======== Material supplied
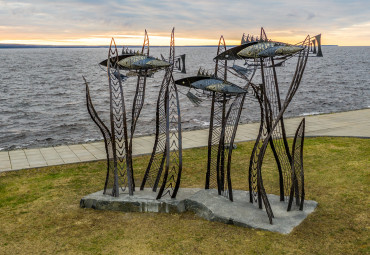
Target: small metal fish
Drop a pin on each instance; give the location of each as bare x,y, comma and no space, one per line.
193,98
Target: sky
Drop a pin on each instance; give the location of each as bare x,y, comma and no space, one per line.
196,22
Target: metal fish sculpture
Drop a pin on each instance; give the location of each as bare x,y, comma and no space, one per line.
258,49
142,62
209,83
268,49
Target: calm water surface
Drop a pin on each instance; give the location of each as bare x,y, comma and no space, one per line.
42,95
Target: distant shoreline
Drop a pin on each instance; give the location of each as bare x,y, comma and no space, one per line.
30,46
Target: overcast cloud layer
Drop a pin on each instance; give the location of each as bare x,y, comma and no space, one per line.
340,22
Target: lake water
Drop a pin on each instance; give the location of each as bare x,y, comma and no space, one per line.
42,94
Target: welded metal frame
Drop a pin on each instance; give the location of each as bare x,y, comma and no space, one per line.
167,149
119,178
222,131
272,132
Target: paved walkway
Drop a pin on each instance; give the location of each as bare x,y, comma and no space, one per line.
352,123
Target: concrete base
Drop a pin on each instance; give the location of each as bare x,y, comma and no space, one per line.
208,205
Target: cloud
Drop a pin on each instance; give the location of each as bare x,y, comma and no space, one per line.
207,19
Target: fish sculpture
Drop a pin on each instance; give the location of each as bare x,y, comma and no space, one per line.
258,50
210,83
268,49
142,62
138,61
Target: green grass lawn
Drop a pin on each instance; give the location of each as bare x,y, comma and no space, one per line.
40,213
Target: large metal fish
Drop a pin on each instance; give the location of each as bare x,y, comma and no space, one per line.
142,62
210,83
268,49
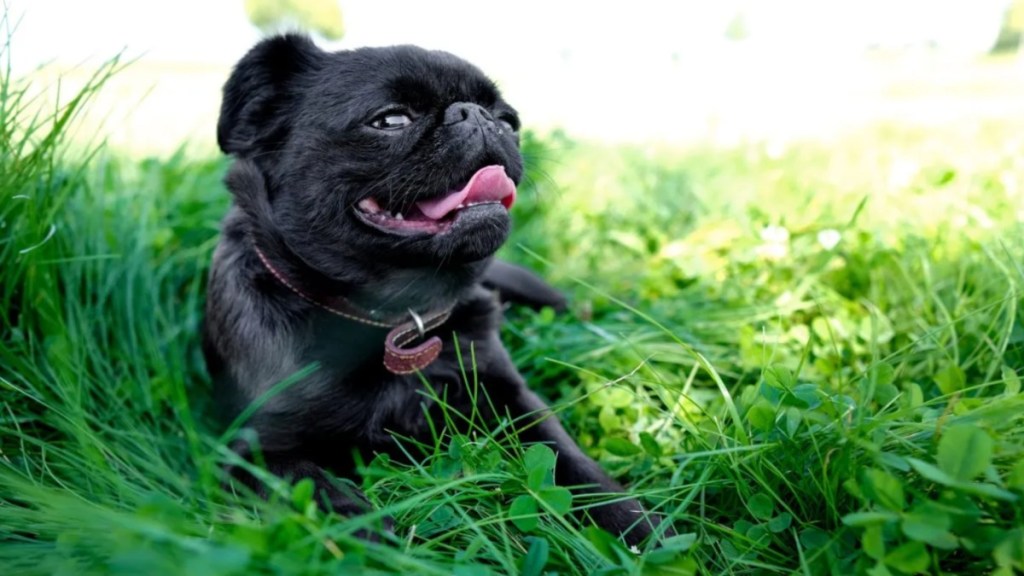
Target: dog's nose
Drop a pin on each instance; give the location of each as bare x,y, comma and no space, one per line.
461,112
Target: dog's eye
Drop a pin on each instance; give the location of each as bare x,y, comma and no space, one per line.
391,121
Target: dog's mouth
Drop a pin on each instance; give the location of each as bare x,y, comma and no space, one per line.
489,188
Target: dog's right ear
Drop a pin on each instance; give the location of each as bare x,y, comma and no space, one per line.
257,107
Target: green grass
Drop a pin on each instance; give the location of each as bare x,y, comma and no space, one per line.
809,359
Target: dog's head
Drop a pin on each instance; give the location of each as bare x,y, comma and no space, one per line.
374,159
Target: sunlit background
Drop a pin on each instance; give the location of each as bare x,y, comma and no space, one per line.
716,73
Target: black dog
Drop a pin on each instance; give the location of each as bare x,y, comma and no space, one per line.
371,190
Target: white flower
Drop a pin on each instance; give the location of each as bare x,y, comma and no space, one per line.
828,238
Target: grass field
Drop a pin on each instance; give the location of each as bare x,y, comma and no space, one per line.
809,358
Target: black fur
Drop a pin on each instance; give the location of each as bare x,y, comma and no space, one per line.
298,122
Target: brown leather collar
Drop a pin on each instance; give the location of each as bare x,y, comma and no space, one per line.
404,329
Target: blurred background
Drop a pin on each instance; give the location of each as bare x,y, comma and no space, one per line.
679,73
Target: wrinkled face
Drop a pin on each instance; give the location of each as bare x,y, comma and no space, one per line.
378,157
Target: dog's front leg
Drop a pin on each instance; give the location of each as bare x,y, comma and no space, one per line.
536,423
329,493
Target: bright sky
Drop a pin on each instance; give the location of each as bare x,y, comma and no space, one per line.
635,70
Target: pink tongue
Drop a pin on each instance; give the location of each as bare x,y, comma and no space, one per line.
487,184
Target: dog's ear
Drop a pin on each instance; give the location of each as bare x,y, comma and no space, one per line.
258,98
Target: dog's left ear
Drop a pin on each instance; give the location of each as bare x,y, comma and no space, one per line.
================
Task directions: Update every one of the rows above by changing "Drop a pin" to "Place a marker", keeping everything else the same, and leave the pictures out of your answer.

Reply:
Target: small metal fish
Place a marker on each instance; give the location of each as bare x,y, comma and no space, one per line.
193,98
Target: sky
Place a marker on each instance; give the location of each as bare x,y, comma and no space, one per line.
196,22
Target: metal fish sculpture
Place a marker on each instance; give the location of each as bare x,y, comma and no space, one per line.
258,49
142,62
209,83
268,49
Target: calm water surface
Place a marker on each instance; give the location of each as bare x,y, comma and no space, one per line.
42,95
Target: distant shoreline
Place a marker on each instance; give the location of each as bare x,y, comma and no space, one per line.
30,46
Target: overcast cloud layer
Place a marker on each instance; give the location of each as bare x,y, comma and no space, one per line.
340,22
Target: lake water
Place a marker on each instance; give the location of each as bare x,y, comma and no space, one per line.
42,94
Target: welded metal frame
Place a marker on each instance; give the location of each as bare x,y, comma and no space, one per line.
167,149
119,178
222,131
272,132
Target: paved walkway
Place a marker on each instance; give the location of each as bare x,y, comma and no space, one per line.
352,123
Target: concrete base
Place a marker on each instance; give the location of each as bare x,y, comma and no space, one per line.
208,205
Target: cloud
Place a marker on each instance; give the location of each as bare x,y, comma and no space, one per line.
207,19
Target: fish sculpture
Place a marker on each instance; give the location of each as bare x,y, comma and no space, one per line.
258,50
210,83
268,49
142,62
138,61
Target: green grass lawn
Place a marker on each instance; give the location of each as bare x,y, comma and no space, one per line.
40,213
Target: large metal fish
Place a marker on each instance; give the location of each as bare x,y, comma and no space, one per line.
142,62
210,83
268,49
Target: dog's nose
Place a marker on each instance; give the location of each as bare x,y, comma and no space, one per line.
461,112
Target: dog's eye
Place a marker on each instance; give the location of each as bare x,y, comma and no space, one per line.
391,121
Target: dog's mouth
Place a marker on each instance; give the location of each as bare x,y, comma and no space, one per line.
489,188
Target: dog's right ear
Place a marker on each instance; give the location of each as bare x,y, comma and no space, one per line.
257,107
Target: green grass
Place a marker on each instance; give the location of each as bare x,y, comma and no space, one per line.
809,359
Target: dog's head
Place a marker on each instance; give the location of each as bare x,y, comma and no space, one per line.
374,159
Target: sunlit background
Place a marker on each instance; give the location of each as bare x,y, comma and no space, one per line.
716,73
Target: black dog
Place a marker on each instance; give the location of each as bare x,y, comma and no space, one per line.
371,190
Target: white flower
Place a marker on each instance; give the location of each as bare x,y, comma and no space, one per line.
828,238
Target: grass field
Place a marker on each instance; give the location of each as bare x,y, comma and no space, one per line.
809,358
Target: black fur
Place a marker on each instance; give the location of each as bare x,y, comma and no space, one per line.
298,122
Target: brown leather collar
Place a marker on each instance; give the location of each as bare x,y, comma and no space, one per line.
404,329
Target: blurred background
Place a marker on each instance; give the location of each as bare x,y, comma and no space, one per line.
679,73
Target: wrinkled face
Place a marker on each instance; give the location of each as bare x,y, comma and no space, one per line.
378,157
Target: dog's front leg
Place a marker on each instance; give the location of each as bare x,y, comma and no space, one per line.
536,423
329,493
Target: bright sky
Place a marker on each instance; give the location of each as bare x,y, comma and no space, one per line.
635,70
Target: pink tongue
Place a marker on each instance; give the location of each as bare x,y, comma and no space, one per line.
487,184
Target: dog's ear
Place a marker on each instance; give the location of each as bare x,y, comma and no space, one per line.
258,98
Target: dog's left ear
Place a marker on each instance; give the location of each as bare x,y, comma and no space, one per line.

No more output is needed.